EXERCISE PROMPT: Render the lines below as a Markdown table with the columns "Row" and "Line," numbering each row in order. Leave out blank lines and any line that only marks where an image sits.

Excerpts of bounding box data:
□ □ □

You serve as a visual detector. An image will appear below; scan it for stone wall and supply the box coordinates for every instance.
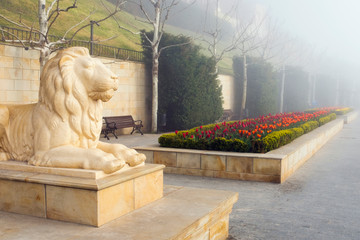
[0,45,40,104]
[0,44,151,133]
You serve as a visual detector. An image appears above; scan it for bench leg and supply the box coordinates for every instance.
[104,132,110,140]
[131,126,144,135]
[111,130,117,139]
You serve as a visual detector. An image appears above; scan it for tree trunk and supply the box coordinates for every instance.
[240,54,247,120]
[151,51,159,133]
[311,75,317,107]
[307,73,312,107]
[151,0,162,133]
[280,65,285,113]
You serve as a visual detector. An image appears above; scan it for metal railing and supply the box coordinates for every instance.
[0,26,144,62]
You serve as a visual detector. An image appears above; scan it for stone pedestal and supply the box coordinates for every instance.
[0,161,238,240]
[0,161,164,226]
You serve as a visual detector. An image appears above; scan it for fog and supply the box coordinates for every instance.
[178,0,360,105]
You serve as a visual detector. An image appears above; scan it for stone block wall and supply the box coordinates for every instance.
[0,44,235,134]
[0,44,151,134]
[100,58,152,134]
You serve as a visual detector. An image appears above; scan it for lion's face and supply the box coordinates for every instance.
[73,56,118,102]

□ □ □

RESPONSE TO THE EXERCISE:
| Row | Line |
|---|---|
| 1 | You serve as a visual detector. An image will appear below; scan it for stone wall and supply the box coordinates for every instance. |
| 2 | [0,45,40,104] |
| 3 | [0,44,151,133] |
| 4 | You serve as a visual detector. An image appears above; scan it for bench leg and supply the box coordinates for every instance. |
| 5 | [104,132,110,140] |
| 6 | [131,126,144,135] |
| 7 | [111,130,117,139] |
| 8 | You serve as a visual detector. An image appears above; scan it for tree trunk and supply the box coordinates for every instance. |
| 9 | [240,54,247,120] |
| 10 | [151,51,159,133] |
| 11 | [311,75,317,107] |
| 12 | [307,73,312,107] |
| 13 | [151,0,162,133] |
| 14 | [280,65,285,113] |
| 15 | You serve as a visual detector. An image appears above; scan it for metal railing and supply the box coordinates for every instance. |
| 16 | [0,26,144,62] |
| 17 | You serve as a visual detector. An image appears above; scan it for stone pedestal and supply the box coordinates for every instance. |
| 18 | [0,161,238,240] |
| 19 | [0,161,164,226] |
| 20 | You serve as a visual detector. An image appears above; scan it for fog and supply the box coordinates for every instance. |
| 21 | [178,0,360,105] |
| 22 | You serve as a visual detector. An image appears above; scan it for stone block wall and supply the box coordinates for every instance. |
| 23 | [0,44,235,134] |
| 24 | [0,44,151,134] |
| 25 | [100,58,152,134] |
| 26 | You serve as a visual detector. An image appears above; scan it for lion's face and supply the box coordinates for every instance. |
| 27 | [73,56,118,102] |